Selected extract:
Well the Hedds came, and they are very nice. Lots of options to tune them to whatever space, other cool built-in DSP effects, bass extension down to (supposedly) 30hz...

"phantom stereo center" doesnt seem as good as some other monitors I've tried, but they are very revealing. Lots of detail and clarity. I love my LP6s to death, they've always sounded amazing to me, and they still do, but I noticed that after listening to the Hedds, the LP6s sounded just a tad boxy to me.

Before I could REALLY dive into the Hedds, the right speaker crapped out on me. There was a little pop, followed by some static, and now it just emits pink noise. Real shame, not even 24 hours. I do understand its a brand new product line, but this does make me weary.

The APS Klasik 2020s come tomorrow, they are nearly half the price. We'll see how they stack up. I might just keep those and return the Hedds.


----------



## Instrugramm (Feb 28, 2021)

Just found this video, might be useful for someone who's in the same case as the OP.


----------



## Monkey Man (Mar 1, 2021)

I recommended the Opals or another flat, wide monitor with decent bass extension; you can go either way, obviously, but that's my preference.

The low end on these puppies is sublime. It's more-articulate than the marriage of a sub and less-extended monitor by a long shot.

I like to apply Occam's Razor / adhere to the KISS principle wherever possible. In this case you're looking at zero error vs huge potential for errors.


----------



## Instrugramm (Mar 1, 2021)

Monkey Man said:


> I recommended the Opals or another flat, wide monitor with decent bass extension; you can go either way, obviously, but that's my preference.
> 
> The low end on these puppies is sublime. It's more-articulate than the marriage of a sub and less-extended monitor by a long shot.

Task goal:
Write out the passage of the studio monitor thread between "The APS Klasik" and "case as the OP.", inclusive. The material that comes next has no connection to the studio monitor thread.

Information supplied:
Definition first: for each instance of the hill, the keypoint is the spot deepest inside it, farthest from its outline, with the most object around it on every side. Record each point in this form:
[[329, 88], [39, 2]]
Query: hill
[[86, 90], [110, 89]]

Expected output:
The APS Klasik 2020s come tomorrow, they are nearly half the price. We'll see how they stack up. I might just keep those and return the Hedds.


----------



## Instrugramm (Feb 28, 2021)

Just found this video, might be useful for someone who's in the same case as the OP.